What is required:
Reproduce these lines word for word, beginning with the line that contains "tinted rear quarter" and stopping after the line that contains "[22,126,268,413]". Leave the pictures out.

Rows of box annotation data
****
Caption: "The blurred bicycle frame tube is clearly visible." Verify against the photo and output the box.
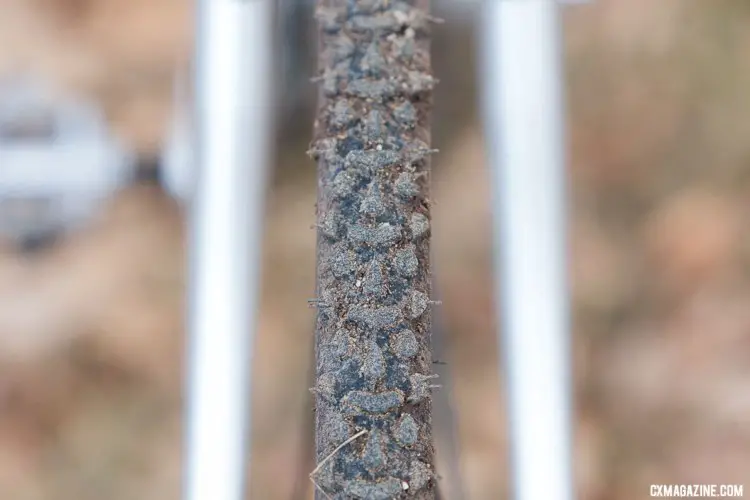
[183,0,573,500]
[480,0,574,500]
[183,0,273,500]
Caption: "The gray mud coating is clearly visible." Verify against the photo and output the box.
[310,0,436,500]
[391,330,419,359]
[393,413,419,446]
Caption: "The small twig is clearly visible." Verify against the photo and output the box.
[310,476,333,500]
[310,429,367,476]
[310,429,367,500]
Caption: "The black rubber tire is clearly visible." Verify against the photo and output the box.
[310,0,437,500]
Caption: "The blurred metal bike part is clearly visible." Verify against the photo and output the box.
[183,0,274,500]
[0,78,134,248]
[481,0,574,500]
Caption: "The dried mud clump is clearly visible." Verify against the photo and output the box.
[310,0,436,500]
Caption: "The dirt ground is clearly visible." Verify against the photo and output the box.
[0,0,750,500]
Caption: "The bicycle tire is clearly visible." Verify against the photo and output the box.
[310,0,437,500]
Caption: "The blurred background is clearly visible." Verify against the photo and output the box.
[0,0,750,500]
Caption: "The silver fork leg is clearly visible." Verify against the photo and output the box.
[183,0,273,500]
[481,0,573,500]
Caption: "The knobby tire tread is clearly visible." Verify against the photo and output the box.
[310,0,437,500]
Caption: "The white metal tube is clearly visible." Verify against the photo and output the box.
[183,0,272,500]
[481,0,573,500]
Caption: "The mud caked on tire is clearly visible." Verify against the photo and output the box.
[310,0,437,500]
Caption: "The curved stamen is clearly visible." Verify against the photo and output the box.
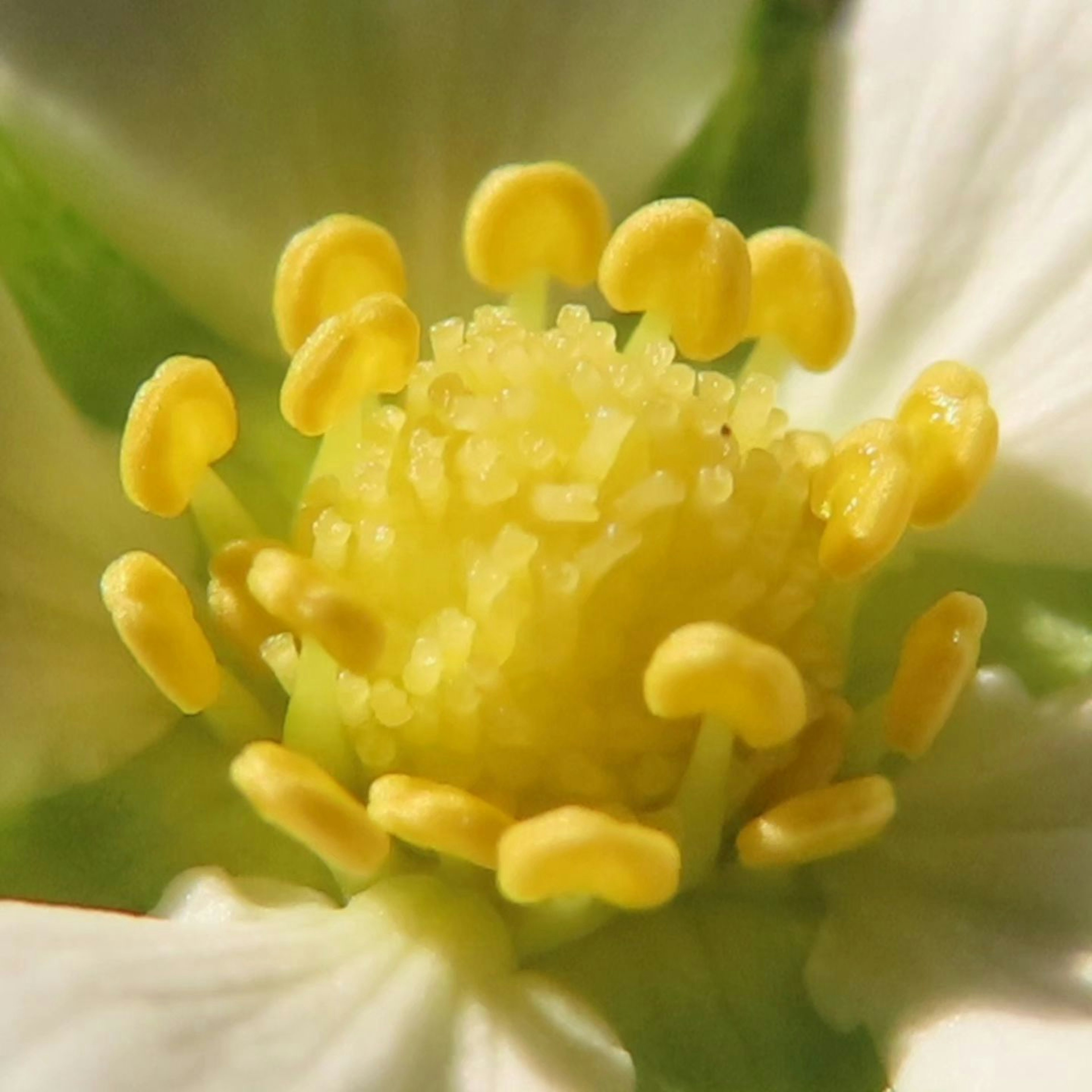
[273,213,406,353]
[497,807,680,910]
[644,621,806,748]
[599,198,750,360]
[886,592,986,758]
[736,775,895,868]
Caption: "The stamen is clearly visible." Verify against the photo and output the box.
[886,592,986,758]
[121,356,239,516]
[599,198,751,360]
[281,293,420,436]
[99,550,221,714]
[497,807,680,910]
[368,773,514,868]
[644,621,807,748]
[230,741,391,877]
[811,419,916,580]
[273,214,406,354]
[736,775,895,868]
[247,548,383,675]
[208,538,284,659]
[897,360,998,528]
[746,227,856,371]
[463,163,611,291]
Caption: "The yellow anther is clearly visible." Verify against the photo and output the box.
[99,550,221,713]
[230,741,391,877]
[747,696,853,812]
[747,227,856,371]
[897,360,998,528]
[208,538,284,659]
[599,198,751,360]
[811,419,916,580]
[886,592,986,758]
[121,356,239,516]
[247,549,383,675]
[463,163,611,291]
[736,775,895,868]
[273,213,406,353]
[497,807,680,910]
[368,773,514,868]
[281,293,420,436]
[644,621,807,748]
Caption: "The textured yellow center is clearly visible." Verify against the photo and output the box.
[305,306,839,816]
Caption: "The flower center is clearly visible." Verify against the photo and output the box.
[103,164,997,907]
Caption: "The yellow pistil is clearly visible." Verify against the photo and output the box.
[247,549,383,673]
[497,807,680,910]
[463,163,611,291]
[644,622,806,748]
[281,293,420,436]
[886,592,986,758]
[273,214,406,354]
[230,741,391,878]
[736,775,895,868]
[897,360,998,528]
[746,227,856,371]
[811,420,916,580]
[599,198,751,360]
[121,356,239,518]
[208,538,284,659]
[103,164,997,917]
[100,550,221,713]
[368,773,513,868]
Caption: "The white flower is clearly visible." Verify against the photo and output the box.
[0,0,1092,1092]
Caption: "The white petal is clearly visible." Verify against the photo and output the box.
[0,871,633,1092]
[788,0,1092,564]
[0,0,745,338]
[0,289,192,805]
[807,671,1092,1092]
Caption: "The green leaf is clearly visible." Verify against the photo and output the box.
[541,871,886,1092]
[656,0,839,235]
[0,130,311,531]
[846,551,1092,706]
[0,710,332,911]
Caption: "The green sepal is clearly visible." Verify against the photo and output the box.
[0,710,334,912]
[846,550,1092,706]
[538,870,886,1092]
[0,130,313,533]
[656,0,839,235]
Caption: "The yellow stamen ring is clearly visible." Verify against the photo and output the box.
[886,592,986,758]
[208,538,284,659]
[247,549,383,675]
[463,163,611,291]
[497,806,680,910]
[281,293,420,436]
[811,419,916,580]
[644,621,807,748]
[121,356,239,516]
[747,227,856,371]
[273,213,406,353]
[99,550,221,714]
[736,775,895,868]
[230,741,391,877]
[599,198,751,360]
[897,360,998,528]
[368,773,514,868]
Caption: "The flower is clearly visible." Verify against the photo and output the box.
[0,2,1088,1089]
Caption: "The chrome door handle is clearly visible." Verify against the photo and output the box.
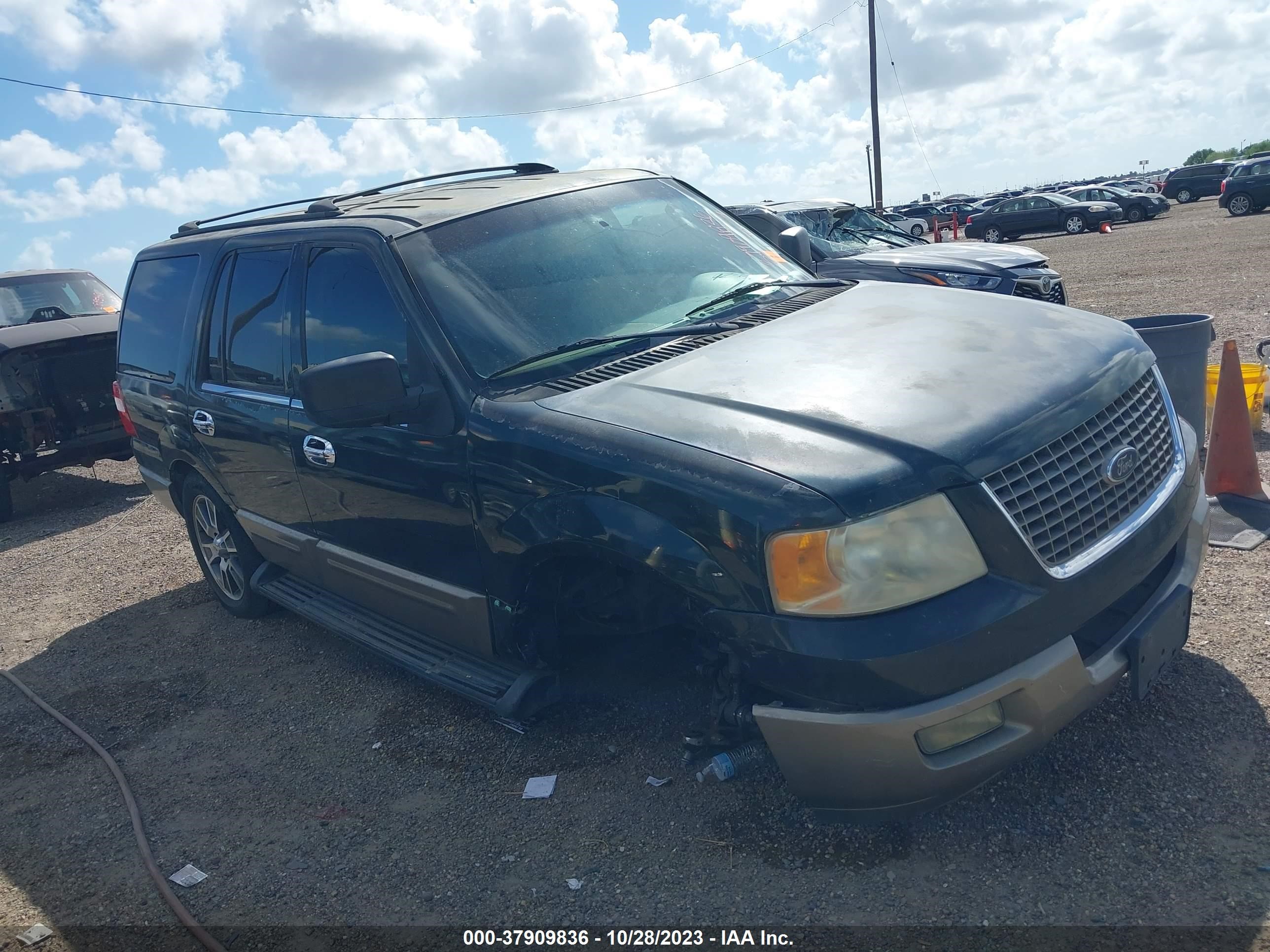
[190,410,216,437]
[304,437,335,469]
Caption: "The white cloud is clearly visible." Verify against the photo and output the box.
[80,119,165,171]
[91,245,137,264]
[339,113,507,175]
[127,168,268,214]
[0,0,88,62]
[13,231,71,271]
[156,49,243,130]
[7,0,1270,221]
[0,130,84,175]
[220,119,346,175]
[0,172,127,222]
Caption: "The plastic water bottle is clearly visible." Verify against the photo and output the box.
[697,740,768,783]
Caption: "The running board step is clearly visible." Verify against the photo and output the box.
[251,562,560,720]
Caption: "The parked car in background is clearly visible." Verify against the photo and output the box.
[882,212,931,238]
[728,202,1067,305]
[965,192,1124,242]
[1217,156,1270,217]
[1059,185,1168,222]
[114,164,1208,819]
[759,198,926,247]
[1162,163,1235,204]
[889,203,944,223]
[1097,179,1156,193]
[0,271,132,522]
[940,201,978,225]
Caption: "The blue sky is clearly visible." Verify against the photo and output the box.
[0,0,1270,291]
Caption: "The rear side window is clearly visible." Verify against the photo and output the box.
[305,247,419,386]
[223,249,291,390]
[119,261,198,382]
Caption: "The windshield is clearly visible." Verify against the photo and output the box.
[0,272,119,328]
[397,179,810,377]
[831,205,926,247]
[778,205,921,258]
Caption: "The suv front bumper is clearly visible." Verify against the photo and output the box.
[754,492,1208,821]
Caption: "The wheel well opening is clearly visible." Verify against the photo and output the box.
[168,460,194,510]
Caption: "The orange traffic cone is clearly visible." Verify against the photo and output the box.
[1204,340,1270,503]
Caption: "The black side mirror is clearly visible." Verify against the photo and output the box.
[777,225,815,272]
[296,350,418,427]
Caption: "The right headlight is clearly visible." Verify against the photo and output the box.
[767,494,988,615]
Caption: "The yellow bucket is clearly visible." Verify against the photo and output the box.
[1204,363,1270,430]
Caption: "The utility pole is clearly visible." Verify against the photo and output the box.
[865,145,876,208]
[869,0,882,212]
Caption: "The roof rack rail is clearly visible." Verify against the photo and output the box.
[306,163,560,214]
[176,196,331,235]
[173,163,560,238]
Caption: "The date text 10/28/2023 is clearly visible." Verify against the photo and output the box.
[463,929,794,948]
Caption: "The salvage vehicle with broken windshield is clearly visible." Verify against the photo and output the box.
[0,271,132,522]
[118,165,1206,819]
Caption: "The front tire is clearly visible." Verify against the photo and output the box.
[1226,193,1252,218]
[181,476,274,618]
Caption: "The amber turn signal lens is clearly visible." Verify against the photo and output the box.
[767,529,842,606]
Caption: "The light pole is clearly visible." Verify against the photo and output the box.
[865,143,875,208]
[869,0,882,213]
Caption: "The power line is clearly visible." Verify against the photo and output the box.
[878,3,944,194]
[0,6,864,122]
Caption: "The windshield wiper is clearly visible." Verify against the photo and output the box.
[683,278,847,317]
[487,321,741,379]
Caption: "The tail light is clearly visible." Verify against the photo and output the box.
[110,381,137,437]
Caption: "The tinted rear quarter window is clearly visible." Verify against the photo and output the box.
[225,249,291,390]
[119,255,198,382]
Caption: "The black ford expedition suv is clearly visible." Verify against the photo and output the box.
[118,165,1206,817]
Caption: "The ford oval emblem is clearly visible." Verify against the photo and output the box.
[1102,447,1138,486]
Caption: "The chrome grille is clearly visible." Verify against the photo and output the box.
[984,370,1173,566]
[1015,278,1067,305]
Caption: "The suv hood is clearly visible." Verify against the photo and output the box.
[853,242,1049,275]
[537,282,1155,518]
[0,313,119,354]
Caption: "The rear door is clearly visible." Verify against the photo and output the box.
[1239,159,1270,208]
[1191,165,1231,196]
[188,240,309,569]
[289,238,492,654]
[1019,196,1062,231]
[984,198,1026,235]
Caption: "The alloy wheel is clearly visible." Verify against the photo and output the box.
[193,495,247,602]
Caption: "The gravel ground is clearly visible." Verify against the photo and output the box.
[7,201,1270,952]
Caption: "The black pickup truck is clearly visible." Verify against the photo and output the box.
[0,271,132,522]
[118,165,1208,817]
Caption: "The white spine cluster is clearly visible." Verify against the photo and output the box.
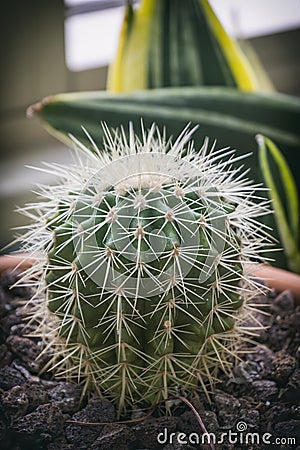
[17,126,270,411]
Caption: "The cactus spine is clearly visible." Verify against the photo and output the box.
[22,126,268,413]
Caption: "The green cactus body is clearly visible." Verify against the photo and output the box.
[21,127,266,413]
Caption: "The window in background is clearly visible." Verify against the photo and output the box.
[65,0,300,71]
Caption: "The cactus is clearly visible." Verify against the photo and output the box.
[22,125,269,414]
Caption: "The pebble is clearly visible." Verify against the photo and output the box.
[252,380,278,402]
[11,403,64,442]
[90,424,135,450]
[65,397,115,450]
[0,366,26,391]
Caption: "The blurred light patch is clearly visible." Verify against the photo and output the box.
[65,0,300,71]
[65,7,124,72]
[210,0,300,38]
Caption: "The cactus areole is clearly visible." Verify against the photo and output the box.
[23,125,268,414]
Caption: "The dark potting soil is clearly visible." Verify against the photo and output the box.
[0,273,300,450]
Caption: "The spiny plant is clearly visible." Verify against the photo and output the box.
[22,125,269,414]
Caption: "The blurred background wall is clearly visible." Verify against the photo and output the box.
[0,0,300,253]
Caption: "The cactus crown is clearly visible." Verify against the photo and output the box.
[22,125,268,413]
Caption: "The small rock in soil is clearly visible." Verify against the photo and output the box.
[90,424,135,450]
[1,386,29,419]
[215,391,241,428]
[47,437,75,450]
[49,381,83,414]
[11,404,64,442]
[274,419,300,442]
[178,410,219,435]
[271,351,297,385]
[0,366,26,391]
[65,397,115,450]
[133,416,178,449]
[252,380,278,402]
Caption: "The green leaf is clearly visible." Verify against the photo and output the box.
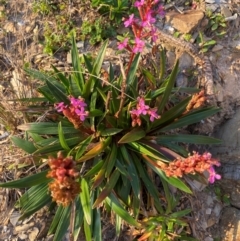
[53,205,71,241]
[46,80,69,104]
[161,107,220,131]
[158,61,178,114]
[71,36,84,92]
[58,122,70,151]
[11,136,37,154]
[93,169,120,208]
[159,46,166,82]
[80,178,92,225]
[19,183,52,220]
[118,128,146,144]
[158,134,222,145]
[18,122,79,135]
[52,65,70,90]
[75,135,93,160]
[34,136,82,154]
[128,142,164,160]
[83,40,108,99]
[77,137,111,162]
[100,128,123,136]
[148,96,191,132]
[147,162,192,194]
[127,53,141,86]
[105,193,141,227]
[0,170,50,188]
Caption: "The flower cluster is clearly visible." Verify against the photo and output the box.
[130,97,160,127]
[55,97,89,129]
[163,152,221,183]
[118,0,165,54]
[47,152,80,206]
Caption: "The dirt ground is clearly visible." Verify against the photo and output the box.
[0,0,240,241]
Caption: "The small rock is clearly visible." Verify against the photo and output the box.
[3,22,17,33]
[220,207,240,241]
[166,10,204,33]
[206,208,212,215]
[212,44,223,52]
****
Task output:
Caption: "The tinted rear quarter window is clearly visible." Verify against the photo and output the box.
[225,249,291,390]
[119,255,198,382]
Caption: "The black ford expedition suv is clearly visible." Verify against the photo and output the box.
[118,165,1206,817]
Caption: "The ford oval emblem is clearly visible." Verify against the photo and output the box.
[1102,447,1138,486]
Caption: "The chrome grille is clearly visible." Verify against the photo and output the box.
[984,370,1173,566]
[1015,278,1067,305]
Caption: "The suv hood is clearly visible." Verify against the photo and output the box.
[853,242,1049,275]
[537,282,1155,518]
[0,313,119,354]
Caption: "The rear door is clearly visible." Verify against the photo and output the box.
[1239,159,1270,208]
[1191,165,1231,196]
[188,240,309,569]
[289,238,492,654]
[1019,196,1062,231]
[984,198,1026,235]
Caption: "The alloy wheel is clearly visible." Verify against the photo and output the box.
[193,495,247,602]
Caption: "The gravel ground is clearly visible." Verify against the photo and output the box.
[7,201,1270,952]
Caption: "The black pickup truck is clearly visible." Verify against the photo and output the box.
[0,271,132,522]
[118,165,1208,817]
Caption: "The white spine cluster is clearly visible." Verify against the photo and output the box.
[17,126,270,411]
Caption: "The cactus spine is clearly visible." Verify against the photo and output the box.
[22,126,268,413]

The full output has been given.